◆ WORK ORDER: When you write out the listing, keep every word as it stands and drop the pictures.

◆ RECORD SET:
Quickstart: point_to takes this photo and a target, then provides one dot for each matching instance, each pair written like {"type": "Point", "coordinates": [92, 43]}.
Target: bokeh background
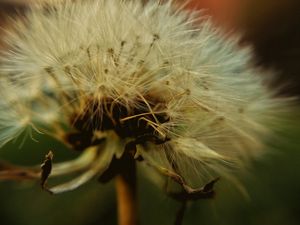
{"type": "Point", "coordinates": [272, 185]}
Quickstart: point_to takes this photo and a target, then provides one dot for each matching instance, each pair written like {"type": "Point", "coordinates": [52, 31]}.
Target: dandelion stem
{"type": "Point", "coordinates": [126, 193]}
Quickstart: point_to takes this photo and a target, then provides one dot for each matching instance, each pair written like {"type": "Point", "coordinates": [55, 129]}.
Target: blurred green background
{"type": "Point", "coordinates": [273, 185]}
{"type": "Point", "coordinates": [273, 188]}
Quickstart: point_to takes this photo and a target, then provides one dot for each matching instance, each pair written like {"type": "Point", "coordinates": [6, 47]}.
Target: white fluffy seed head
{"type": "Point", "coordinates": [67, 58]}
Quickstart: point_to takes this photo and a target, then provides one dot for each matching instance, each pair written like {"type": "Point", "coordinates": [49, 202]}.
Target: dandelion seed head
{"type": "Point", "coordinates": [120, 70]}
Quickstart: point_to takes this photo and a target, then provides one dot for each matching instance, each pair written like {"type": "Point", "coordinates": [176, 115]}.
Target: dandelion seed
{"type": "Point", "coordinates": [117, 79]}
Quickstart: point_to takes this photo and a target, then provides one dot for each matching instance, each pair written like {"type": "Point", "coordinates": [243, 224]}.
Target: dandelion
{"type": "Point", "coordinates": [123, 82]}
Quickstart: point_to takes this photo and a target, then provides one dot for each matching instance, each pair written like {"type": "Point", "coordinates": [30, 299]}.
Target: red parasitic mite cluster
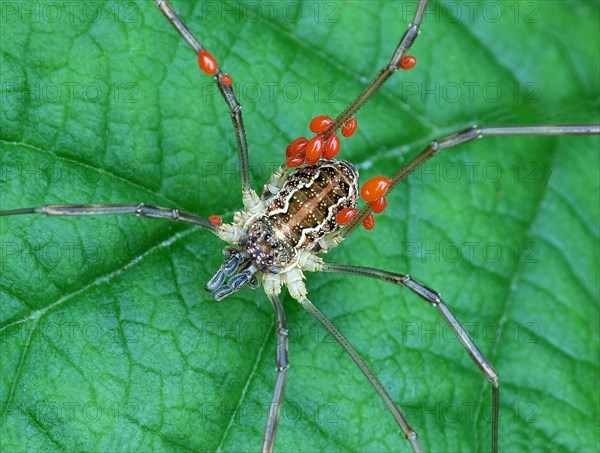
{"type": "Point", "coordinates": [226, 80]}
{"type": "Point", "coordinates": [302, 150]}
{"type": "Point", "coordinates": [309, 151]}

◆ OUTPUT OF THE TASK:
Quickstart: point_to takes this photo and a target, then provides one dot for each matching instance, each pair written like {"type": "Point", "coordinates": [92, 43]}.
Target: bokeh background
{"type": "Point", "coordinates": [272, 185]}
Quickstart: point_to takes this photo and a target, then provides one dot for each matching instance, each pair written like {"type": "Point", "coordinates": [52, 31]}.
Target: dandelion stem
{"type": "Point", "coordinates": [126, 193]}
Quickstart: point_to takes this photo and a target, then provides one dot for each matching instance, each pair written like {"type": "Point", "coordinates": [55, 129]}.
Target: blurred green background
{"type": "Point", "coordinates": [273, 185]}
{"type": "Point", "coordinates": [273, 188]}
Quickstart: point_to takes this photo and a target, then provides one dot for each matching instance, each pair written like {"type": "Point", "coordinates": [6, 47]}.
Target: white fluffy seed head
{"type": "Point", "coordinates": [67, 58]}
Quickstart: point_to takes this photo and a target, then provides one dot for each matching instance, each pair written like {"type": "Point", "coordinates": [49, 202]}.
Target: dandelion seed head
{"type": "Point", "coordinates": [120, 70]}
Quickstart: point_to takes this photo and a target, then provides one dot for each matching instance, each pair written like {"type": "Point", "coordinates": [176, 115]}.
Target: dandelion seed
{"type": "Point", "coordinates": [117, 79]}
Quickstart: point_to takes this photo and a target, then provides one dot for each matching instance, each pair written like {"type": "Point", "coordinates": [243, 224]}.
Target: dandelion
{"type": "Point", "coordinates": [123, 82]}
Quickstart: point_to takes this photo and a target, then provides one dot for each matching instance, each pair written like {"type": "Point", "coordinates": [30, 299]}.
Target: red parasitic mite cluster
{"type": "Point", "coordinates": [226, 80]}
{"type": "Point", "coordinates": [302, 150]}
{"type": "Point", "coordinates": [309, 151]}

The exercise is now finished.